§ PAGE:
* BEGIN *

It is very surprising that so many competent and smart people come together in some Enetrprise IT organisation, then create a mess that is unmanageable and beyond their collective capabilities. It is not always a case of inaptitude or incompetence of individuals, but it is the nature of the beast. If we were to understand the problems of enterprise IT, we should try to analyze the root causes.
To me enterprise IT is driven by four major drivers,
1. Own business needs
2. Competative scenario
3. Regulatory compliance
4. Technology changes
These four drivers have different rate of change. Cost of not attending to those changes, is different too. Hence priority to attend to these changes is different. Enterprise IT is like an assembly line in action. And to make matter worse, it is an assembly line which can't be stopped for maintenance. So the four drivers combined with the fact that you never get any breathing space to fix enterprise IT, results in many tactical decisions which finally leads to mess of unmanageable proportions.
Ability of enterprise IT to respond to the drivers is constrained by capability of its own IT organisation, capability of its suppliers and capability of other stakeholders. Enterprise IT does not deal only with planning and design of IT but also about building, governing and sustaining too. This requires collective effort from IT organisation, suppliers and stakeholders, hence any mechanism to avoid the mess must have participation of all.

* END *

§ RECORDS FOR THE TASK:
* BEGIN *

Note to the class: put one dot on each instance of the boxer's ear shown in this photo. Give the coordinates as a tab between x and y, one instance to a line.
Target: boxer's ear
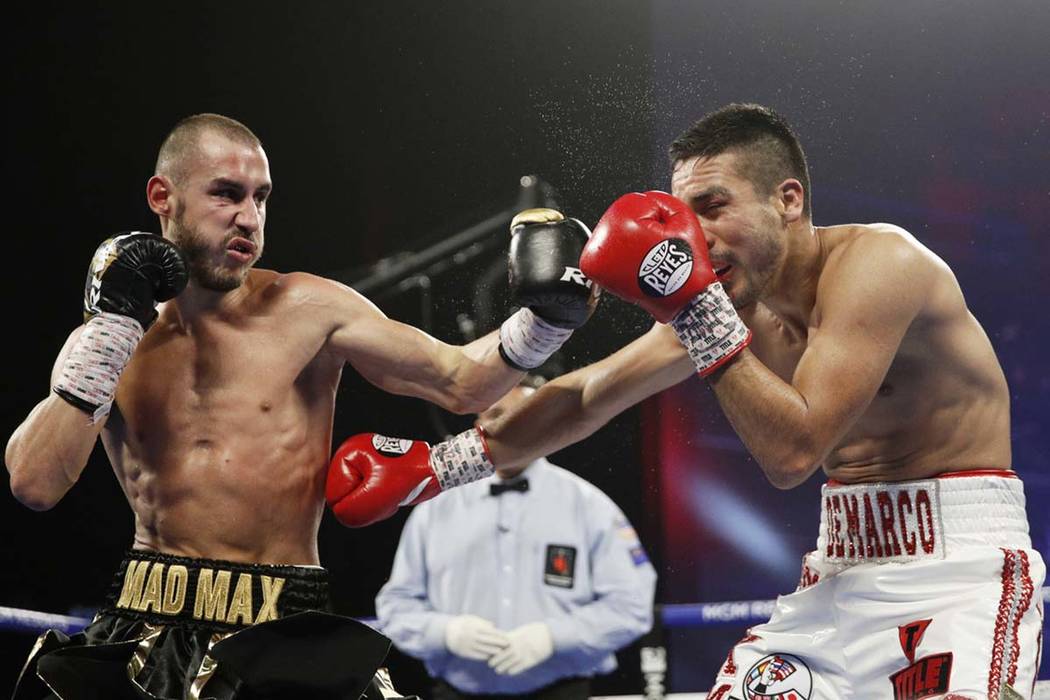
159	195
791	199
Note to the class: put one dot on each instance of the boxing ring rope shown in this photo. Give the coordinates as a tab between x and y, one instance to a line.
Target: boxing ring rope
671	616
653	660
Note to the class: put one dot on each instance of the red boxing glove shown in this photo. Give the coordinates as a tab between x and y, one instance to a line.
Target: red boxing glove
372	475
649	248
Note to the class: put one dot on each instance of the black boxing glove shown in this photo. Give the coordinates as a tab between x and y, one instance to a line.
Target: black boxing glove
129	274
546	281
544	268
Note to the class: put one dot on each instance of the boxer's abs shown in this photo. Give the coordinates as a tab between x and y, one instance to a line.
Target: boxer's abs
232	471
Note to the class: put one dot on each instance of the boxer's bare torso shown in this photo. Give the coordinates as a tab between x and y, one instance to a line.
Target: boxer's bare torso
223	427
942	403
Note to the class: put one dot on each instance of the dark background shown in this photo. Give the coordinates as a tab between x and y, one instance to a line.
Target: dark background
393	125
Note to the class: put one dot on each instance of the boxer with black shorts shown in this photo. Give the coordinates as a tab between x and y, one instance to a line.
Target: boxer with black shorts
843	347
215	409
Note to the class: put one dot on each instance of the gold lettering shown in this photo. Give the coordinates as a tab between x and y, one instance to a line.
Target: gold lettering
271	591
174	590
134	576
240	606
151	596
210	601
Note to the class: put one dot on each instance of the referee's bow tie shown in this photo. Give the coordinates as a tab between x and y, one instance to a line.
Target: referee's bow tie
496	488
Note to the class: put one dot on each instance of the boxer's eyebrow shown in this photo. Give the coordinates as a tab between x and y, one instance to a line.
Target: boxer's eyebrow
710	193
227	184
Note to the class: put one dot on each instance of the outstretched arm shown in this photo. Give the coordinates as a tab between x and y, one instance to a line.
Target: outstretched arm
401	359
574	405
49	449
372	475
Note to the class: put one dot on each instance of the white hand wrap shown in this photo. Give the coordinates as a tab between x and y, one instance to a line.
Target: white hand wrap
97	360
710	330
461	460
526	340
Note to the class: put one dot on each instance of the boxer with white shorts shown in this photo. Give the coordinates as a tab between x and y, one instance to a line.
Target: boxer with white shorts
847	348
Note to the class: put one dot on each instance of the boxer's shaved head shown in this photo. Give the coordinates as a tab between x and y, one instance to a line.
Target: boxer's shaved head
769	150
182	144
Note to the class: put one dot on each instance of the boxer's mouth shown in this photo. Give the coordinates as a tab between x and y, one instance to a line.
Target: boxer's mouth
239	245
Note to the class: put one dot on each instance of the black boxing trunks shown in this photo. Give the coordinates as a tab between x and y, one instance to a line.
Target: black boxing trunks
174	627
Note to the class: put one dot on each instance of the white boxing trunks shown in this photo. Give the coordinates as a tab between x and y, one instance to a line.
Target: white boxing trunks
924	589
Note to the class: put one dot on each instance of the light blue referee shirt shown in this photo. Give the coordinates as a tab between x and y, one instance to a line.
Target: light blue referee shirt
561	552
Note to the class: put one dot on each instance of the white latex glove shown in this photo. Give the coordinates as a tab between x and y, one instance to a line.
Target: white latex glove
474	637
529	644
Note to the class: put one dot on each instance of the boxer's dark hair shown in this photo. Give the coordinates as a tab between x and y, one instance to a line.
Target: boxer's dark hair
183	140
771	150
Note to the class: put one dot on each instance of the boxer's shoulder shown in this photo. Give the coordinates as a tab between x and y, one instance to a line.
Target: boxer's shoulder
873	257
302	291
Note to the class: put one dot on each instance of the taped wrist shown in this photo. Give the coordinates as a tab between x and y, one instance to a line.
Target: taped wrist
711	330
526	340
461	459
88	378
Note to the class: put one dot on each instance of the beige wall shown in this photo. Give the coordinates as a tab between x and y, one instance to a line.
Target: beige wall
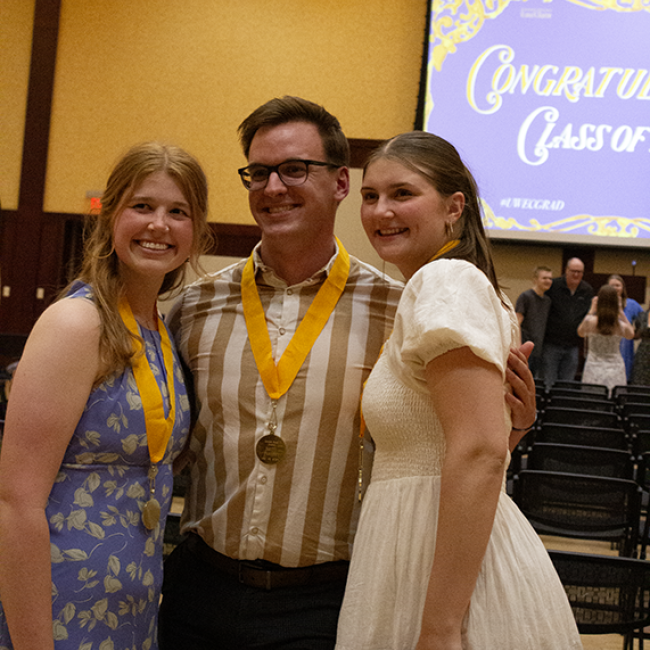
189	72
16	19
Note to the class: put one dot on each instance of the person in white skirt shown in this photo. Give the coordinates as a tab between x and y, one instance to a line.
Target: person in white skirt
443	559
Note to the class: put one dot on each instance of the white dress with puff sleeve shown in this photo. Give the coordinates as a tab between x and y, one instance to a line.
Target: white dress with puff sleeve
518	602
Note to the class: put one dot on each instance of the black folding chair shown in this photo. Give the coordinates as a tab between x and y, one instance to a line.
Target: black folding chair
608	595
635	414
630	389
574	434
578	459
586	388
639	398
172	534
559	391
580	506
589	403
581	417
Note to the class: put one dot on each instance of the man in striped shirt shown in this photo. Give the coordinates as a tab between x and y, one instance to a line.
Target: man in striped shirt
274	455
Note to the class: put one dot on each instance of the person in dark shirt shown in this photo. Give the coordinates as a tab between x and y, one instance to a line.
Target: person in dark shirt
570	300
532	311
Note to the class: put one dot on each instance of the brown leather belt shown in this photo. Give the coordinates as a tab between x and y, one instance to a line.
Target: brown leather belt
266	575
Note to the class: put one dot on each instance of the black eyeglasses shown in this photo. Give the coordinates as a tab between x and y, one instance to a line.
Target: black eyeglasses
291	173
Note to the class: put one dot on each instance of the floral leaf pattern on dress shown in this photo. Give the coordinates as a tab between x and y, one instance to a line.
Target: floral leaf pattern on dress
106	566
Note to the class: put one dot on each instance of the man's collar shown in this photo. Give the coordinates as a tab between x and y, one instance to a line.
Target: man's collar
271	278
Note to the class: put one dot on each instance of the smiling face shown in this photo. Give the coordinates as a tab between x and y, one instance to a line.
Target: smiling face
404	216
301	216
617	284
543	281
153	231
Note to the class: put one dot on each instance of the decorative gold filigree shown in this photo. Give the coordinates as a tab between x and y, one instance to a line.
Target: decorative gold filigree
604	226
449	26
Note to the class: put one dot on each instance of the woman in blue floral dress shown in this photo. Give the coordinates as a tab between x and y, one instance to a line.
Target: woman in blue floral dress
98	412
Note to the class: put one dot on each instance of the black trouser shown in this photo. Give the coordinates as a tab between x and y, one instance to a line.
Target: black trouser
205	609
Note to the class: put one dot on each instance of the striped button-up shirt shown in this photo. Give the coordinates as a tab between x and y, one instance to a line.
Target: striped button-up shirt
302	510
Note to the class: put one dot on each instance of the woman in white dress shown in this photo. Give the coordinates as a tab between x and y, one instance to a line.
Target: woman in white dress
604	326
443	559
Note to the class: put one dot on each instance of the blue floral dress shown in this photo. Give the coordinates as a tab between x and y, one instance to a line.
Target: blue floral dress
106	566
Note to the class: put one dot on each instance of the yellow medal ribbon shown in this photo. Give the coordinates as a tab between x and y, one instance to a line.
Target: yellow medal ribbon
452	243
362	428
159	428
278	379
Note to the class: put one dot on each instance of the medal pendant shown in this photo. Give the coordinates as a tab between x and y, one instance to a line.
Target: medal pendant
270	449
151	514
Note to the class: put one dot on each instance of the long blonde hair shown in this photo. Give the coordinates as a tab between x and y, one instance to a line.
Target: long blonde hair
100	268
440	164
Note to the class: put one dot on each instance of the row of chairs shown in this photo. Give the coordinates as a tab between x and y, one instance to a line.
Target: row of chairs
583	473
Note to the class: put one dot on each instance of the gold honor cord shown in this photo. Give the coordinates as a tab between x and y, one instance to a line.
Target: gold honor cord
159	428
362	429
277	379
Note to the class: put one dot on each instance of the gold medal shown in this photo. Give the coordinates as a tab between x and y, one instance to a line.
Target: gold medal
151	509
270	449
151	514
159	428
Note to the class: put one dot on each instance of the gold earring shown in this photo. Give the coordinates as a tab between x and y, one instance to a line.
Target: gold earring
449	229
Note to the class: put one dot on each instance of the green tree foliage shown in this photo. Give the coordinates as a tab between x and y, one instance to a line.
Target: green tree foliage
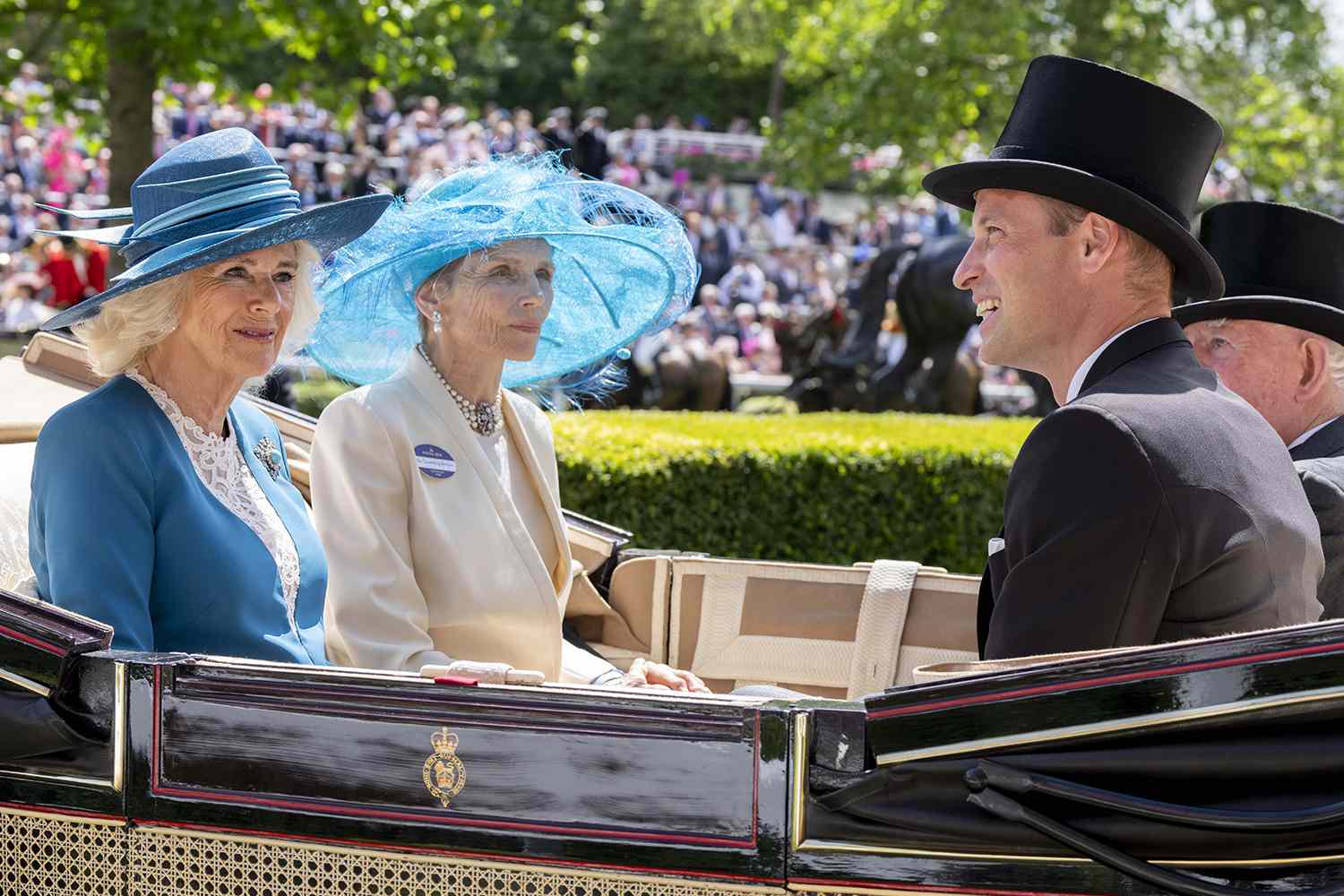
937	78
645	56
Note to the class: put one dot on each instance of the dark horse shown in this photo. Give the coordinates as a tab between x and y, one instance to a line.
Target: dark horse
930	376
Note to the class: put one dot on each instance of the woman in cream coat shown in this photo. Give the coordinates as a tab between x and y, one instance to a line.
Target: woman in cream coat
435	489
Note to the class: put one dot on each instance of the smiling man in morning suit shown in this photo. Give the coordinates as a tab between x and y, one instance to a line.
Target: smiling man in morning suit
1155	504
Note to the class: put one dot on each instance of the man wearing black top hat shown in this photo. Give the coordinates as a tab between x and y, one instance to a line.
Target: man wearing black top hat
1277	340
1155	504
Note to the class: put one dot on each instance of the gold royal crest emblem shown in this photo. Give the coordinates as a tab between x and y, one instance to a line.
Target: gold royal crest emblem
444	774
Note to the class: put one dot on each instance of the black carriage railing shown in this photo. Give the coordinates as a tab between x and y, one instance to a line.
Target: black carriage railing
986	780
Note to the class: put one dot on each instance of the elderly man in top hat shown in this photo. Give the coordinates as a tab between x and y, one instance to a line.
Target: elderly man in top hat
1277	340
1155	504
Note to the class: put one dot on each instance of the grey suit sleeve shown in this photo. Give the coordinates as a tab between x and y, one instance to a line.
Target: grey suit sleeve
1322	479
1090	555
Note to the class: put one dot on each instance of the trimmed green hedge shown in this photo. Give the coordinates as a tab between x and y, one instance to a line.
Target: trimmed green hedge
823	487
316	394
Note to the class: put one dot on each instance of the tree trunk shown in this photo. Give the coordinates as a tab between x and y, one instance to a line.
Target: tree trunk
777	88
132	78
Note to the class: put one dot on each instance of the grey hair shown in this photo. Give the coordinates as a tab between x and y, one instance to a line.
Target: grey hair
125	328
1333	352
1335	358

* END *

§ TO DO:
- A) Find each line of the entries that contains the word "earring", and copy those lines.
- B) Pick up the essay on enterprise IT after its final sentence and continue it.
The essay on enterprise IT and the entries are unrelated material.

§ ANSWERS TO THE PROBLEMS:
- A)
Note to the class: put one dot on each instance of the gold earring shown in this photo. Give the coordinates as a tab between x and y, one instance to a line.
Target: gold earring

- B)
To avoid the mess EA must plan for future based on these four drivers and remember to make that plan as flexible as the rate of change within most important driver of the drivers listed above. When plan changes, it can accomodate important of the latest changes within other drivers too. The capability of IT orgnisation, supplier and stakeholders puts constraints on any plan that is created. This capability building also must be addressed within the plan itself. This planning is based on tracking of drivers and constraints. A sub-organisation within enterprise architecture community must own this. This organisation can then aptly be called Enterprise IT Oracle (An Oracle is a person or agency considered to be a source of wise counsel or prophetic opinion; an infallible authority. Not to be confused with Larry Ellison's Oracle corporation).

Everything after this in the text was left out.